◆ **Set task**: Starting at the line that contains "Guideline: for every instance of the red", copy each line through the end of the listing below. Include both ends and output nothing more.

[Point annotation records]
********************

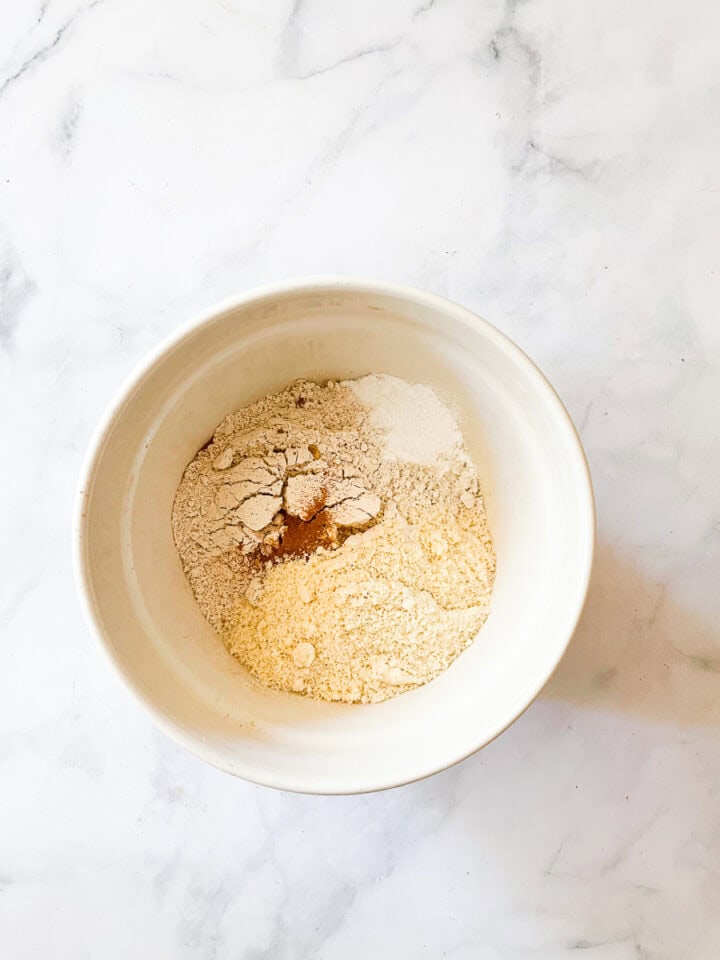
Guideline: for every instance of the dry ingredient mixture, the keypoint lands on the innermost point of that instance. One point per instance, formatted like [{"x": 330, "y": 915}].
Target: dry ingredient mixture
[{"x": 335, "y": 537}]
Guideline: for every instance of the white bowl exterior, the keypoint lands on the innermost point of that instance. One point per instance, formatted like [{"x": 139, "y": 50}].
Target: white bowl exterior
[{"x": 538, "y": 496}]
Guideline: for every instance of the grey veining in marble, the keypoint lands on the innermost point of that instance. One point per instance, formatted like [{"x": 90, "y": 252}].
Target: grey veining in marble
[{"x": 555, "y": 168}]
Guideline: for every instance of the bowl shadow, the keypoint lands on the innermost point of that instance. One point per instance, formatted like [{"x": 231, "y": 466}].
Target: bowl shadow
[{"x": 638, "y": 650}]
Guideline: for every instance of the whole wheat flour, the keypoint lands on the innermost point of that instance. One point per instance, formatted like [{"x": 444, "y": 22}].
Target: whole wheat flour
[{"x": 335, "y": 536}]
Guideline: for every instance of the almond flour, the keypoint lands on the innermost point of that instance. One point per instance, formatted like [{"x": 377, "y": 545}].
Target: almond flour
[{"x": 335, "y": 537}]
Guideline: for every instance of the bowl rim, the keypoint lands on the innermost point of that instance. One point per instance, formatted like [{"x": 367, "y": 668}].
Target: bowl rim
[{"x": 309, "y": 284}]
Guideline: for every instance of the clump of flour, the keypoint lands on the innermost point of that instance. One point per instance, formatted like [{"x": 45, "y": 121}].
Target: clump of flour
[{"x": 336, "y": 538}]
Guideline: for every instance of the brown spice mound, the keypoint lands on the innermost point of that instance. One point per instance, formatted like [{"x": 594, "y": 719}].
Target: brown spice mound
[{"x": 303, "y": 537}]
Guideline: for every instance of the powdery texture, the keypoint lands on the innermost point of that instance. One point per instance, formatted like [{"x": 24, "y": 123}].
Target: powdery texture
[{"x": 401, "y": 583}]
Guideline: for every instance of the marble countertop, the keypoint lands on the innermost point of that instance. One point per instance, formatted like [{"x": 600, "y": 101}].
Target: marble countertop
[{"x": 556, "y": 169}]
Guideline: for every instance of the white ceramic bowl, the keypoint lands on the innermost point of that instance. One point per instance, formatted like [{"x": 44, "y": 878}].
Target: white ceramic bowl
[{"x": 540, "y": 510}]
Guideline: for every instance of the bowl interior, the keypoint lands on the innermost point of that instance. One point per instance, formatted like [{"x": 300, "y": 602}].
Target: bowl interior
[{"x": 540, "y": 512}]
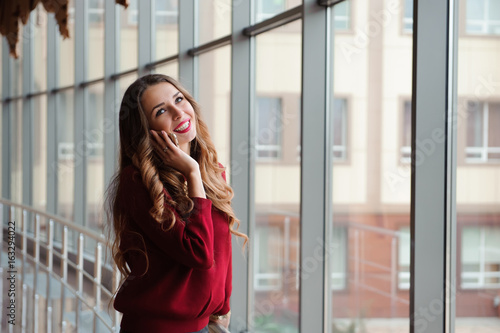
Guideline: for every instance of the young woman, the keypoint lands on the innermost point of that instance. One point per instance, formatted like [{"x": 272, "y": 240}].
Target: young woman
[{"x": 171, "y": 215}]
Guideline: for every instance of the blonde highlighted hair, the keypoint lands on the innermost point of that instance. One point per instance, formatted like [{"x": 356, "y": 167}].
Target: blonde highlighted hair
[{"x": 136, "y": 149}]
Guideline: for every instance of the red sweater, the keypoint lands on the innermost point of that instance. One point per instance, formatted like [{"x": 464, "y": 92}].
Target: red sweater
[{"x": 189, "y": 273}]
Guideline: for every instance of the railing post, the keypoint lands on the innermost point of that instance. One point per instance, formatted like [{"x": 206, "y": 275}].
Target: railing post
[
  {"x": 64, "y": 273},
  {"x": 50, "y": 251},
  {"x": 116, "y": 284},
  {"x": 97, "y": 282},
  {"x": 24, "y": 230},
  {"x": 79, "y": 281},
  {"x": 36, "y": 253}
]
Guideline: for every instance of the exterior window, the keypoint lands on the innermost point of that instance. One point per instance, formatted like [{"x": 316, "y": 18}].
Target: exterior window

********************

◆ **Right answer**:
Guideline: for every instance of the red sweater, the keypoint lands on the innermost point of that instance. One point per instance, formatted like [{"x": 464, "y": 92}].
Target: red sweater
[{"x": 189, "y": 273}]
Guideline: for every instance of the railing post, the keypoint lands on the innermost point of that instance. One point per instance, formatted like [{"x": 206, "y": 275}].
Target: railing post
[
  {"x": 64, "y": 273},
  {"x": 50, "y": 251},
  {"x": 116, "y": 284},
  {"x": 97, "y": 282},
  {"x": 24, "y": 230},
  {"x": 79, "y": 281},
  {"x": 36, "y": 253}
]
Guideline: for every instance of the exterior window, the keypoint lands on the innermost point of that instance. One point per instance, formatted like [{"x": 316, "y": 18}].
Target: exterior window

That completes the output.